>> BEGIN Data for processing

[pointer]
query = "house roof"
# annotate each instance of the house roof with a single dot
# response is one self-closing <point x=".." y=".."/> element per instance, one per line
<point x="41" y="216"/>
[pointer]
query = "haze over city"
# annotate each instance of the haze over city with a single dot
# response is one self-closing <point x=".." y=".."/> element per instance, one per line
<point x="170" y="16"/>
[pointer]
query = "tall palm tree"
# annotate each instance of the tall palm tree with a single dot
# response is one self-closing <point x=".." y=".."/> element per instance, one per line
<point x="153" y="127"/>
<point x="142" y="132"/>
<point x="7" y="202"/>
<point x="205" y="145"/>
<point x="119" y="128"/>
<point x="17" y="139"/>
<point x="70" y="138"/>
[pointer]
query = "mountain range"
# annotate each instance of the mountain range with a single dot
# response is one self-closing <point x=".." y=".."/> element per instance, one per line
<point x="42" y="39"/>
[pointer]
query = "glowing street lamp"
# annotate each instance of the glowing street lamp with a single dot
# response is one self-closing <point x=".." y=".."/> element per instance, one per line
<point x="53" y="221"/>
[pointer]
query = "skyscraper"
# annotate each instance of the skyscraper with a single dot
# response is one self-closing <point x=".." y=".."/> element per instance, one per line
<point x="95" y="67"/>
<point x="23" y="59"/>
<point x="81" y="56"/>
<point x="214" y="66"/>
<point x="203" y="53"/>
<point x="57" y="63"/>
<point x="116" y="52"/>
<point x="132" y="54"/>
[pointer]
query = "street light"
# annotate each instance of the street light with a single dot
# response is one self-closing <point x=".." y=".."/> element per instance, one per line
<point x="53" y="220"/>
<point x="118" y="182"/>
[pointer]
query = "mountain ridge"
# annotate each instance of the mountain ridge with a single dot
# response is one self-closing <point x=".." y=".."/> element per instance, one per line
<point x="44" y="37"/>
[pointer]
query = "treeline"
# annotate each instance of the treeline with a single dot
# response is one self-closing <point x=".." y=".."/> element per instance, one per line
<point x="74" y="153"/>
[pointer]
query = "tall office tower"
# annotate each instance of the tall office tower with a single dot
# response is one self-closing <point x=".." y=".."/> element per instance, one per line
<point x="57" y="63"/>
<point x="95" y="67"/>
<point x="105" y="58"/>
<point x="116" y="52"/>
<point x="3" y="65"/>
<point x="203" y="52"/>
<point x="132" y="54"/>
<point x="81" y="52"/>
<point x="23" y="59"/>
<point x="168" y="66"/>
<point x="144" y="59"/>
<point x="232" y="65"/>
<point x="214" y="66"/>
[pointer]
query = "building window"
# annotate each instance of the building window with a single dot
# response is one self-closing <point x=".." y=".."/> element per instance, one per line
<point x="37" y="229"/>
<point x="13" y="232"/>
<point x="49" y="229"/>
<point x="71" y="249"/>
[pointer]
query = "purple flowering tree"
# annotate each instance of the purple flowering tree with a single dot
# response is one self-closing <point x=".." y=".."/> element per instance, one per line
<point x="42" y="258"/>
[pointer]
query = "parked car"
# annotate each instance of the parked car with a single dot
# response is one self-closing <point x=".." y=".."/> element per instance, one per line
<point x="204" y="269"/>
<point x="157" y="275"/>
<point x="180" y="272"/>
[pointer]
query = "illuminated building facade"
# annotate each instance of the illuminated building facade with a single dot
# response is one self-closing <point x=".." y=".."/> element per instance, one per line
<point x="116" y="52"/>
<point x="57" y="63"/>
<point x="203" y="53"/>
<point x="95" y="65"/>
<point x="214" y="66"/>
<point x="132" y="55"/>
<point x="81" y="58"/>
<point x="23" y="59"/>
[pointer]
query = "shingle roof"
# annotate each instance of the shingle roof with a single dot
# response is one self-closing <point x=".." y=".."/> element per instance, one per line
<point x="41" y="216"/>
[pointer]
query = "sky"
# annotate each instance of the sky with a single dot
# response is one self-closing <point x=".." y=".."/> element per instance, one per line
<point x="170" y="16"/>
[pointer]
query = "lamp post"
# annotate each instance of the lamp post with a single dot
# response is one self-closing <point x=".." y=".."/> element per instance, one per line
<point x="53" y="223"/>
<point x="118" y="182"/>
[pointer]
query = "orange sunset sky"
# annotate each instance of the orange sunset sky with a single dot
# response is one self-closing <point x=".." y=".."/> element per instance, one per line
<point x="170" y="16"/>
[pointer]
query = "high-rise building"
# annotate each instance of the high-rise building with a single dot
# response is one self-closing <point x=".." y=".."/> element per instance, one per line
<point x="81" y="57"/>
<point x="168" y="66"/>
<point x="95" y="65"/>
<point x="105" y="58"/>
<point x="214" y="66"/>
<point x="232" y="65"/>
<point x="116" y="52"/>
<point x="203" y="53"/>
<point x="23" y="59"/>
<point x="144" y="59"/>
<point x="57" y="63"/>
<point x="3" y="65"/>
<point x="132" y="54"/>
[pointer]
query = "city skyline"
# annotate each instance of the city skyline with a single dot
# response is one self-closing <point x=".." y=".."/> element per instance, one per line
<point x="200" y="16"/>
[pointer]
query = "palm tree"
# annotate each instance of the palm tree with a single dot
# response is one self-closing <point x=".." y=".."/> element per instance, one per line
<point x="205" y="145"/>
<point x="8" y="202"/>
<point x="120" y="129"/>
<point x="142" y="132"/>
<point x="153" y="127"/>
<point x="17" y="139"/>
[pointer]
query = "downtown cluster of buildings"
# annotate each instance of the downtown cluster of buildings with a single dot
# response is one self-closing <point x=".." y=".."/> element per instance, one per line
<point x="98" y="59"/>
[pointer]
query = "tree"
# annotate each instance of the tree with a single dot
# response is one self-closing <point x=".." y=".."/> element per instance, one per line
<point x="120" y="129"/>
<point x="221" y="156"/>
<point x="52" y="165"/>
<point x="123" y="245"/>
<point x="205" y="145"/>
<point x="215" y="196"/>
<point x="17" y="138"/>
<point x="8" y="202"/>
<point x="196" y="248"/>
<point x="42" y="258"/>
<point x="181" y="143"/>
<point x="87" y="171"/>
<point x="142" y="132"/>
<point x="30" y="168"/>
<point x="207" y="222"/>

>> END Data for processing

__Set task__
Repeat the entries shown above, every one, word for word.

__Result of this task__
[pointer]
query = "house roof"
# annotate each instance of the house roof with a single dot
# response is one self-closing <point x=".." y=".."/> element per instance, one per line
<point x="41" y="216"/>
[pointer]
query = "haze over city"
# annotate each instance of the haze over city with a single dot
# response is one self-closing <point x=".." y=".."/> element per instance, one per line
<point x="170" y="16"/>
[pointer]
query = "tall palm tree"
# annotate each instance of the tall palm tree with a single dot
# response is one self-closing <point x=".." y=".."/> element per instance, one per line
<point x="153" y="127"/>
<point x="142" y="132"/>
<point x="7" y="202"/>
<point x="205" y="145"/>
<point x="119" y="128"/>
<point x="17" y="139"/>
<point x="70" y="138"/>
[pointer]
query = "mountain range"
# annotate each instance of the mountain range with a single dot
# response is one self-closing <point x=".." y=".."/> element per instance, one per line
<point x="42" y="39"/>
[pointer]
query = "glowing street lamp"
# annotate each instance of the glowing street lamp with a single dot
# response is one self-closing <point x=".." y=".."/> element per instance, one per line
<point x="53" y="221"/>
[pointer]
query = "skyscraper"
# annotate each instance of the skyscraper with a single dot
# response is one self-closing <point x=".." y=".."/> element per instance, one per line
<point x="95" y="67"/>
<point x="23" y="59"/>
<point x="81" y="56"/>
<point x="214" y="66"/>
<point x="203" y="53"/>
<point x="57" y="63"/>
<point x="116" y="52"/>
<point x="132" y="54"/>
[pointer]
query = "street light"
# annotate each instance of the street light with a single dot
# response is one self-closing <point x=".." y=".."/> element per instance, one per line
<point x="53" y="220"/>
<point x="118" y="182"/>
[pointer]
query = "mountain ridge"
# annotate each instance of the mountain ridge with a single dot
# response is one self-closing <point x=".." y=".."/> element per instance, one per line
<point x="44" y="37"/>
[pointer]
query = "treeline"
# annotate each instance of the treeline with a single dot
# response is one self-closing <point x=".." y=".."/> element per instance, one per line
<point x="74" y="153"/>
[pointer]
query = "tall office tower"
# annotate each instance of the tall office tower with a single dot
# response is one self-closing <point x=".." y=".."/> element per instance, one per line
<point x="57" y="63"/>
<point x="95" y="67"/>
<point x="105" y="58"/>
<point x="116" y="52"/>
<point x="3" y="65"/>
<point x="203" y="52"/>
<point x="132" y="54"/>
<point x="81" y="52"/>
<point x="23" y="59"/>
<point x="168" y="66"/>
<point x="144" y="59"/>
<point x="232" y="65"/>
<point x="214" y="66"/>
[pointer]
query = "building window"
# annotate each instance of the building window with a single dot
# response is one self-closing <point x=".." y=".."/> element per instance, one per line
<point x="37" y="229"/>
<point x="13" y="232"/>
<point x="49" y="229"/>
<point x="71" y="249"/>
[pointer]
query = "purple flowering tree"
# annotate each instance of the purple flowering tree with a single dot
# response is one self-closing <point x=".." y=".."/> element per instance, one per line
<point x="42" y="258"/>
[pointer]
query = "parked car"
# annotate each instance of the parked car with a single dot
# response is one self-closing <point x=".." y=".."/> element per instance, one per line
<point x="204" y="269"/>
<point x="157" y="275"/>
<point x="180" y="272"/>
[pointer]
query = "illuminated building facade"
# annotate each instance of the illuminated building facade with a single dot
# response is one self-closing <point x=".." y=".."/> element per instance, one per line
<point x="116" y="52"/>
<point x="57" y="63"/>
<point x="203" y="53"/>
<point x="95" y="65"/>
<point x="214" y="66"/>
<point x="132" y="55"/>
<point x="81" y="58"/>
<point x="23" y="59"/>
[pointer]
query = "shingle roof"
# annotate each instance of the shingle roof with a single dot
# response is one self-closing <point x=".." y=".."/> element per instance, one per line
<point x="41" y="216"/>
[pointer]
query = "sky"
# annotate each instance of the sky with a single dot
# response is one self-closing <point x=".." y=".."/> element per instance, one per line
<point x="170" y="16"/>
[pointer]
query = "lamp post"
# annotate each instance of the lamp post with a single dot
# response is one self-closing <point x=".." y=".."/> element per instance, one per line
<point x="53" y="223"/>
<point x="118" y="182"/>
[pointer]
query = "orange sunset sky"
# annotate each instance of the orange sunset sky with a single dot
# response is one self-closing <point x=".." y=".."/> element per instance, one per line
<point x="170" y="16"/>
[pointer]
query = "high-rise building"
# annotate each instance of the high-rise building with a single dot
# response is one self-closing <point x=".." y=".."/> element per instance, one per line
<point x="81" y="57"/>
<point x="168" y="66"/>
<point x="95" y="65"/>
<point x="105" y="58"/>
<point x="214" y="66"/>
<point x="232" y="65"/>
<point x="116" y="52"/>
<point x="203" y="53"/>
<point x="23" y="59"/>
<point x="144" y="59"/>
<point x="57" y="63"/>
<point x="3" y="65"/>
<point x="132" y="54"/>
[pointer]
query = "city skyline"
# annotate each instance of the city skyline with a single dot
# response is one self-closing <point x=".." y=".."/> element per instance, one per line
<point x="200" y="16"/>
[pointer]
query = "palm tree"
# annotate each instance of the palm tree with a single dot
# response is one self-closing <point x=".." y=".."/> element per instance, one per line
<point x="205" y="145"/>
<point x="8" y="202"/>
<point x="120" y="129"/>
<point x="142" y="132"/>
<point x="153" y="127"/>
<point x="17" y="139"/>
[pointer]
query = "downtown cluster of buildings"
# annotate each instance of the downtown cluster of buildings with a single dot
# response is one self-closing <point x=".." y=".."/> element per instance, one per line
<point x="98" y="59"/>
[pointer]
query = "tree"
# annotate each instance of the tree with a single dot
# response is one self-closing <point x=".." y=".."/> element per instance, one per line
<point x="120" y="129"/>
<point x="221" y="156"/>
<point x="52" y="165"/>
<point x="123" y="245"/>
<point x="205" y="145"/>
<point x="215" y="196"/>
<point x="17" y="138"/>
<point x="8" y="202"/>
<point x="196" y="248"/>
<point x="42" y="258"/>
<point x="181" y="143"/>
<point x="87" y="171"/>
<point x="142" y="132"/>
<point x="30" y="168"/>
<point x="207" y="222"/>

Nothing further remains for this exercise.